■ **SET TASK**: According to the review page, what did the reviewer HiddenFromYou say held them up?

■ **PAGE TEXT**:

--- begin ---

Reviews for he takes a drag of his cigarette
HiddenFromYou chapter 1 . 9/19/2009
I love the desciption in this. It shows me the scene so well I could almost be there. Good job!

However, the layout held me up. It was all one big block, whereas a poem is meant to be lined, or spaced out.

The last line was a nice addition. I don't know why, but I loved it.
in theory chapter 1 . 8/18/2009
Firstly I think the form is a good choice. It visually represents a cigarette (to me), and it's like one continuous breath. Not dissimilar from a drag on a cigarette. A criticism would be the lack of capitalisation, which I don't personally think added anything to the piece.

The imagery was fantastic; I got a very strong, crisp picture of the scene right from the beginning through to the final line. The way you used light to illuminate him "in incriminating angles" and to "crack the sky open" was one of my favourite things about this. Even how the light also shows him bleeding, and it 'makes' the sky bleed...it makes me think that he's almost bleeding because of the light too, it's too sharp. I think it's a very cliched subject to write about, cigarettes and smoking in the morning in a beautiful city. Well actually, thinking that I judge this to be a cliche I can't really recall any other poetry I've read that actually DOES refer to this subject, but something in me reacts like it should be a cliche. But I was about to also say that your language happily jumps over the cliched waters and gets the reader to the end without feeling...I don't know, whatever loving cliched literature makes you feel. You don't over-romanticise your words, even though the piece seems full of romantic themes. The cathedral, the dawn, the cigarettes, the firelight, the churchbells, the streets of home. You write about all of these with realistic language. Almost the language a scruffy, bloody smoker might actually think in, which meshes well with the "stream-of-thought" style of the piece.

Even though there's no definite rhyme, the enjambment works well (I know it's only kinda enjambment, but the overhanging sentences do drag your eyes all the way across the screen to the beginning of the next line, it just reinforced the cigarette-shape of this piece to me several times). At the beginning of the piece, I can't detect any rhyme. But after he stomps his cigarette out, we have a little here and there with "pathetic gray/alleyway", "creeps/eaves/streets/feet". The first time I read through it, it made me feel like I was following him, the rhythm gave an actual pace now and it really felt like he was walking home, but for the beginning he'd been stood motionless. I don't know whether this was deliberate or a happy accident but I really like it.

In conclusion I thoroughly enjoyed this, it's the first time I've ever read such a structured poem

that wasn't choked by its own format. It takes skill with the language to not only make it "fit"

the look but also make it "fit" your intentions for meaning. Well done, great read.

--- end ---

(Rows from a pointing dataset)
--- begin ---

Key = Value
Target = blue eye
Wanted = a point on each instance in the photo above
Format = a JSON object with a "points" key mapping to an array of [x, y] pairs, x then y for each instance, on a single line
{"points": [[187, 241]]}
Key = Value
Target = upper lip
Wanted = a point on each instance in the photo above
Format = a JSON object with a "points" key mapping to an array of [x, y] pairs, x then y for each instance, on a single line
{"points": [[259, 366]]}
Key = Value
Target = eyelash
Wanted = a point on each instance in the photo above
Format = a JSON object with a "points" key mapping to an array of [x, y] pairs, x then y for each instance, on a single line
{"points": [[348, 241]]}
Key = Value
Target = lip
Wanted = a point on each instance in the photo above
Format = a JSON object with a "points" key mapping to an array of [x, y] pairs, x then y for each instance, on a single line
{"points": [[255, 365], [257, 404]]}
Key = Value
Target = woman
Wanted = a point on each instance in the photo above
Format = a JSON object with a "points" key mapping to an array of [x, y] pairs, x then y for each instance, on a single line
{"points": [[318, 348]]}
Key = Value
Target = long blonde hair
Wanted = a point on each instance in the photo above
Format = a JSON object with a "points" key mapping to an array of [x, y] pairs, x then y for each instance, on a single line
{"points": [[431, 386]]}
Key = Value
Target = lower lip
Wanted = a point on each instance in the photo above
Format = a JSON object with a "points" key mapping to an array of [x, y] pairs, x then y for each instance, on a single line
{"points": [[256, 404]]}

--- end ---

■ **RESPONSE BELOW**: The layout held them up, because it was all one big block instead of being lined or spaced out like a poem.